• _Problems to work on_
1. In the passage about the reproducibility survey in Nature, how many scientists took part in the survey?
2. Rewrite the paragraph of the reproducibility survey passage that begins "The survey's results showed" as a short bulleted list, keeping its main facts.
3. Carry on the passage about the Nature reproducibility survey with one more paragraph, starting after its last sentence.

• _Passage shown_
# # # # # # #
A survey published in the science journal Nature reports there is a crisis in the reproducibility of research results across several fields of scientific inquiry. The report, published in the May 26th, 2016 issue of the journal, states that “70% of researchers have tried and failed to reproduce another scientist’s experiments, and more than half have failed to reproduce their own experiments”. The survey, conducted among over 1,500 scientists at the coalface of research, echoes previous studies and surveys suggesting a widespread problem in the conduct of research.


The survey’s results showed that over 60% of researchers working in earth sciences and over 85% of researchers working in chemistry had failed to reproduce other scientists’ work. In the fields of medicine and biology the figure was in the region of 70% of scientists reporting an inability to reproduce their peer’s experimental results. Reasons cited for a failure to reproduce results included issues around selective reporting in published papers, pressure among scientists to publish, poor statistical analysis and low statistical power, insufficient oversight/mentoring, poor experimental design, fraud and insufficient peer review.
# # # # # # #
• _Record set_

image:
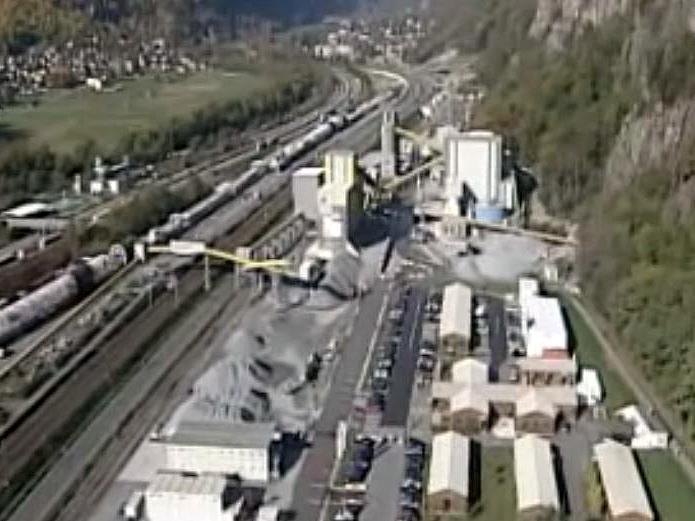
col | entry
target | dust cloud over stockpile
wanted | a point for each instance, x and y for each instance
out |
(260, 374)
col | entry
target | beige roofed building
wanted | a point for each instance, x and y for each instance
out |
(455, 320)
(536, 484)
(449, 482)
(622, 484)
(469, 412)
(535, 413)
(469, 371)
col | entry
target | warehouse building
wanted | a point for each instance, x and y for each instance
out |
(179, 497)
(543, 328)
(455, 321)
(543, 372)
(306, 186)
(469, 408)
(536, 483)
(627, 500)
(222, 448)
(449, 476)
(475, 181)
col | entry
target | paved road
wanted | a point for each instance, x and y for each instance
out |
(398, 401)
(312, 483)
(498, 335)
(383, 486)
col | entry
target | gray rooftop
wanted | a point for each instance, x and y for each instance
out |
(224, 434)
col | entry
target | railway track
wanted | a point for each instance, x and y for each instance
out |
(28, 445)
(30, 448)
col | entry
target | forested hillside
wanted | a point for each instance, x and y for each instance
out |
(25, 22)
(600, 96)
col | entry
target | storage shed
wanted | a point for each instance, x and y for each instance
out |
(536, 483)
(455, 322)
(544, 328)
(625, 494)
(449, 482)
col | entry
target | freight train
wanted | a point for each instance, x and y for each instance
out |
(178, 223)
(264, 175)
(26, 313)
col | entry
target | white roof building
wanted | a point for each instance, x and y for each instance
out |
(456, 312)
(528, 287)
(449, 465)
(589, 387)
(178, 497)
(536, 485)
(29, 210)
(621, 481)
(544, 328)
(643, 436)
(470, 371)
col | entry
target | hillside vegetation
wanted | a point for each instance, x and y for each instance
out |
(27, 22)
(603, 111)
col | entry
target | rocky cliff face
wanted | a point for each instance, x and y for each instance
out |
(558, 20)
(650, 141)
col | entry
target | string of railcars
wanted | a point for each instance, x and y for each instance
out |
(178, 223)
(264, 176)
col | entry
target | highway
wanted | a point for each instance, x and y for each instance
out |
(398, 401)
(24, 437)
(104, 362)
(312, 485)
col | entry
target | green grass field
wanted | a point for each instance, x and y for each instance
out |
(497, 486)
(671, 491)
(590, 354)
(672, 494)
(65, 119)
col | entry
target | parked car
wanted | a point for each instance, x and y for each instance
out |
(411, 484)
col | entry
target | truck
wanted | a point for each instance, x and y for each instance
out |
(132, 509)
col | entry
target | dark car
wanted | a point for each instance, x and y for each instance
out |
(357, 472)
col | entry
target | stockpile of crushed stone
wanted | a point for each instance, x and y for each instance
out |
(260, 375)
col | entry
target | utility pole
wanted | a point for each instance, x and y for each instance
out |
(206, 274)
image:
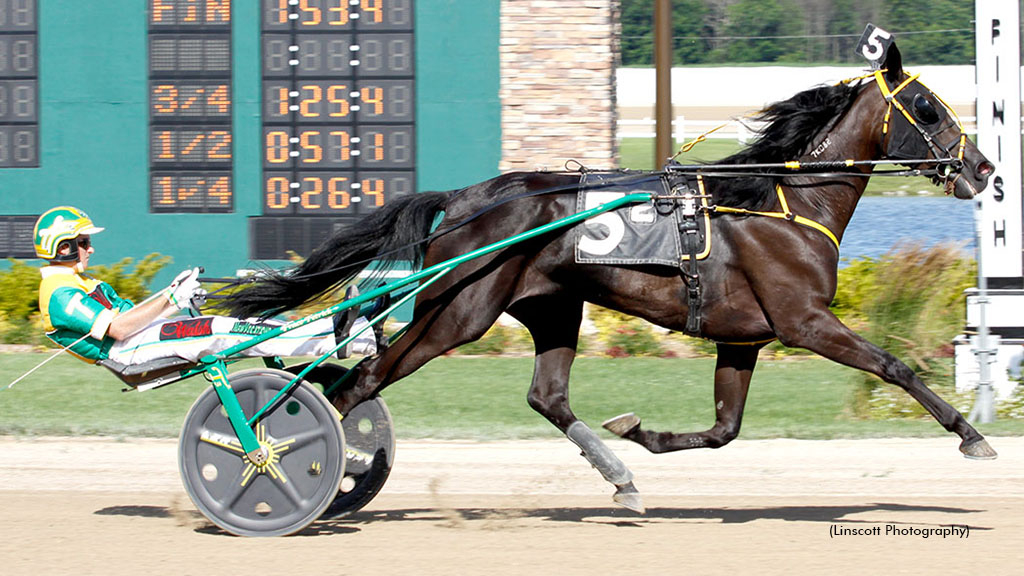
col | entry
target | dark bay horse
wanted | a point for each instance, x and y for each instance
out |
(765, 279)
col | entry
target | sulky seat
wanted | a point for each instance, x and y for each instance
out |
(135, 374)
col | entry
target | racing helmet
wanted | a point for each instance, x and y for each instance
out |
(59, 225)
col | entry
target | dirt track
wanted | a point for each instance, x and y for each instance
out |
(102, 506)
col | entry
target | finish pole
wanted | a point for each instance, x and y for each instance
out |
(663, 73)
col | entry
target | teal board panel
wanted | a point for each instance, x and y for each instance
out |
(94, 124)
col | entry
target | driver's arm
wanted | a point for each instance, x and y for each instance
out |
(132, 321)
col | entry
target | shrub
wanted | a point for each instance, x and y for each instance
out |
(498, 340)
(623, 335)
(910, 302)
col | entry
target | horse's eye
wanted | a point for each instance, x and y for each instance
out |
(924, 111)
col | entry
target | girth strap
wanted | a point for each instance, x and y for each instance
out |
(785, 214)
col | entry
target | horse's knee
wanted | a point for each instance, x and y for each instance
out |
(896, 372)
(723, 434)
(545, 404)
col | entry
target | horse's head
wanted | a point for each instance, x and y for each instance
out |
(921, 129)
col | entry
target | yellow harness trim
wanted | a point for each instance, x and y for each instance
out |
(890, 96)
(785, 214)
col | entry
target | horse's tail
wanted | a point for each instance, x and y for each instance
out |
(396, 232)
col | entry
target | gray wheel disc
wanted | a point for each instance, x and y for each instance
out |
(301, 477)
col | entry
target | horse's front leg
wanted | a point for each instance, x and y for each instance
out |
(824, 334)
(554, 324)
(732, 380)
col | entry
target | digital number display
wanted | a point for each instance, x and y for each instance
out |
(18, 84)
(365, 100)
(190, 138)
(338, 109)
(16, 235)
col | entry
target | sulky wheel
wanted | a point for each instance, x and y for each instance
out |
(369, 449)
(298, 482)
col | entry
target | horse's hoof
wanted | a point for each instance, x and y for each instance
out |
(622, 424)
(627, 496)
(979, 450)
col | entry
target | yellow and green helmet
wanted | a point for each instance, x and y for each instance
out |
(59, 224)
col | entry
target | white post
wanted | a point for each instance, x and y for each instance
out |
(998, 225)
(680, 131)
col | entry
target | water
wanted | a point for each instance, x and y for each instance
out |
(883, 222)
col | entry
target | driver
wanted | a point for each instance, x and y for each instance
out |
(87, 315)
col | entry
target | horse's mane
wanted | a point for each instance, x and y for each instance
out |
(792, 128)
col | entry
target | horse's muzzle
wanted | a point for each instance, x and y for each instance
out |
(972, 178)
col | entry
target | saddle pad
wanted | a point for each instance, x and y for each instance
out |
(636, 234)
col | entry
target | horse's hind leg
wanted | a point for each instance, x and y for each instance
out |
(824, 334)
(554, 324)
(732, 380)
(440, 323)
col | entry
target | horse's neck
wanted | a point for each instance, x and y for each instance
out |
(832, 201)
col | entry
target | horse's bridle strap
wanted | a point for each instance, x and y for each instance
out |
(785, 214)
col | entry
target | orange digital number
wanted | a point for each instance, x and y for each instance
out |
# # # # # # #
• _Answers to the tasks_
1. Over 1,500 scientists.

2.
- Failure to reproduce other scientists' work was reported by:
  - over 60% of researchers in earth sciences
  - over 85% of researchers in chemistry
  - around 70% of researchers in medicine and biology
- Reasons given for failing to reproduce results:
  - selective reporting in published papers
  - pressure to publish
  - poor statistical analysis and low statistical power
  - insufficient oversight or mentoring
  - poor experimental design
  - fraud
  - insufficient peer review

3.
In terms of addressing the reproducibility crisis highlighted by the survey, almost 90% of respondents reported that more robust experimental design, better statistics and better mentorship would go a long way to improving the reproducibility of research work. In a lead editorial of the same issue, the journal highlighted that over two thirds of scientists surveyed felt that there was a “major problem” in reproducing research results and warned that “it would be foolish to pretend that there is not serious concern”. While the editorial recognized a certain inevitability that some scientific research will not be reproducible, it was also acknowledged that the problem is bigger than this alone. The problem will be of concern to funders, publishers and policy makers who rely on the scientific literature to direct investment in research and development and to make decisions that affect significant proportions of the population. Efforts to improve reproducibility and protect research to ensure robustness in published findings will attract increasing interest as the research community determines the best path forward.